### [YOUR INSTRUCTIONS]
Please quote, word for word, everything in the data below from the line containing "each rear side" down to the line containing "[418,229,626,351]", both of those lines included.

### [MATERIAL TO PROCESS]
──────────
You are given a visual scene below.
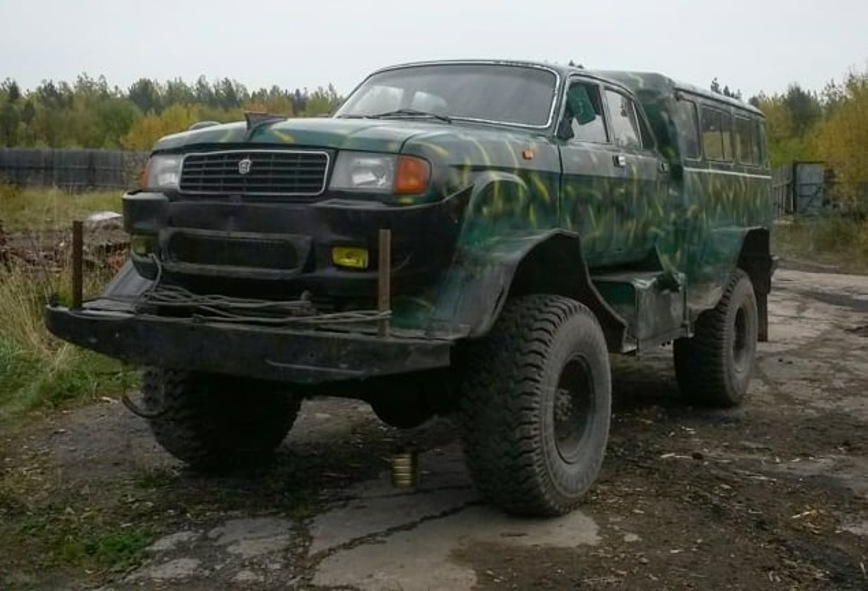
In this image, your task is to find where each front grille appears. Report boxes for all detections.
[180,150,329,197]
──────────
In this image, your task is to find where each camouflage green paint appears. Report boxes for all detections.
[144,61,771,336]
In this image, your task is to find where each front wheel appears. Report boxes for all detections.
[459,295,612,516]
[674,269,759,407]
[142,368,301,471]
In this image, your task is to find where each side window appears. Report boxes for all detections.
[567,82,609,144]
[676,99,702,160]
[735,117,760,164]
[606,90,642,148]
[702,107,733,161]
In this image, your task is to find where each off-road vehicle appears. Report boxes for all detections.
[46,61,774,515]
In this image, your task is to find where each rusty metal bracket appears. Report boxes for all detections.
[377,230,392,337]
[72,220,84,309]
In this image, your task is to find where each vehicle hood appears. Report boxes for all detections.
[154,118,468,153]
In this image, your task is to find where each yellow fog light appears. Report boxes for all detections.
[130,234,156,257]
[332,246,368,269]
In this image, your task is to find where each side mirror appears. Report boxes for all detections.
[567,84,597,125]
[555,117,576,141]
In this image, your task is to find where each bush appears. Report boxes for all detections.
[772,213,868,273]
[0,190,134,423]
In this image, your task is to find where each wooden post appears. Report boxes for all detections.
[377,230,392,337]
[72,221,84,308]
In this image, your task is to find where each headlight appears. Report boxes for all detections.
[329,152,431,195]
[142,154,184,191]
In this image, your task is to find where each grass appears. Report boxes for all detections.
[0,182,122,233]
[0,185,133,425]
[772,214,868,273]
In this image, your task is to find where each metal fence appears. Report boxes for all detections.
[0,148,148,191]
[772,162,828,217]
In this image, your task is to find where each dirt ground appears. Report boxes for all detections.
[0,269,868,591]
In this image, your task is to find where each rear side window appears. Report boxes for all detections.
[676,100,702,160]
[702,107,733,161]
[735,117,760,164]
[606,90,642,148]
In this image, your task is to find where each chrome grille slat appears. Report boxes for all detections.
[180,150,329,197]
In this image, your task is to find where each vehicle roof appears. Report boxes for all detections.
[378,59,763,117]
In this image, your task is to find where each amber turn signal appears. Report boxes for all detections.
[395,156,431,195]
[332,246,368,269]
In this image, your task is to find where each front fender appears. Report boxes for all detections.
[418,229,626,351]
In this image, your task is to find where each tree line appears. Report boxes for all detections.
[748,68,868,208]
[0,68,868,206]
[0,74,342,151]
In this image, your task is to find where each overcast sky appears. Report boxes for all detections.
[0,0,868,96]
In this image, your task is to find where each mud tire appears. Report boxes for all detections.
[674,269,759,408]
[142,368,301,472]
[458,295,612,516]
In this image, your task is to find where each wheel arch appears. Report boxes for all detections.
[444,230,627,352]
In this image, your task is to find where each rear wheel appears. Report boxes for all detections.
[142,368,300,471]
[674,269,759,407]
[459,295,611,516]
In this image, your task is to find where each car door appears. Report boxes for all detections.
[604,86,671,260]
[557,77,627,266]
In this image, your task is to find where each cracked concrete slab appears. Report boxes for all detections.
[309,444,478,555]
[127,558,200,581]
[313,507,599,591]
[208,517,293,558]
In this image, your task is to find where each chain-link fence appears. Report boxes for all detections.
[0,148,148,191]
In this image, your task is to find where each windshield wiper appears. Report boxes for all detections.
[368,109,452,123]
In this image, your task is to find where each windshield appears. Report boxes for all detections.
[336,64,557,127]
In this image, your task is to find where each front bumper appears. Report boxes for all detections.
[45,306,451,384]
──────────
### [WRITTEN RESPONSE]
In this image, your task is to find where each rear side window appears. Report boxes for all detections.
[676,100,702,160]
[702,107,733,161]
[735,117,760,164]
[606,90,642,148]
In this image, your task is to find where each chrome grille slat appears. Report boxes for all detections.
[180,150,329,197]
In this image, your task is to find where each vehicle roof appears. Report boxes for all detections.
[378,59,763,117]
In this image, your task is to find where each amber turn signal appears. Report boxes for all detections.
[395,156,431,195]
[332,246,368,269]
In this image, your task is to find where each front fender appears. Report boxes for all detections.
[418,229,626,351]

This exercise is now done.